[Begin Data provided]

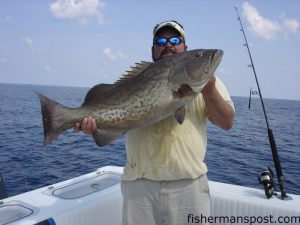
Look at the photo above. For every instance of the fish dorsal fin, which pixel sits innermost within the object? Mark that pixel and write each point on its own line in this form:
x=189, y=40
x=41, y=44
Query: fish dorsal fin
x=97, y=93
x=135, y=70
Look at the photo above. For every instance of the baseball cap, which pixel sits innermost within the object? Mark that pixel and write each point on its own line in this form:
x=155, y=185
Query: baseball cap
x=171, y=23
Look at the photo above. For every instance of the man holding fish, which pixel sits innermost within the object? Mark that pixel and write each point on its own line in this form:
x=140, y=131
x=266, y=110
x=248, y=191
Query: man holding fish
x=165, y=179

[End Data provided]

**Exercise instructions:** Write out all of the data above again word for word, but leave out the picture.

**Solution to the exercise:**
Look at the photo above. For every instance of the fish dorsal fin, which pixel sits innermost within the object? Mark that pixel and write each point on its own line in this form:
x=189, y=40
x=41, y=44
Query: fish dorsal fin
x=97, y=93
x=135, y=70
Look at the photo above. For every instance of the baseball cap, which pixel sits innermost within the object? Mark that pixel and write each point on its own line in this form:
x=155, y=185
Query: baseball cap
x=171, y=23
Look at the photo above. For every instance of the man holding fish, which pixel sits innermost within the object? Mark that pixel and write each point on its own line in this form:
x=140, y=131
x=266, y=110
x=248, y=191
Query: man holding fish
x=165, y=179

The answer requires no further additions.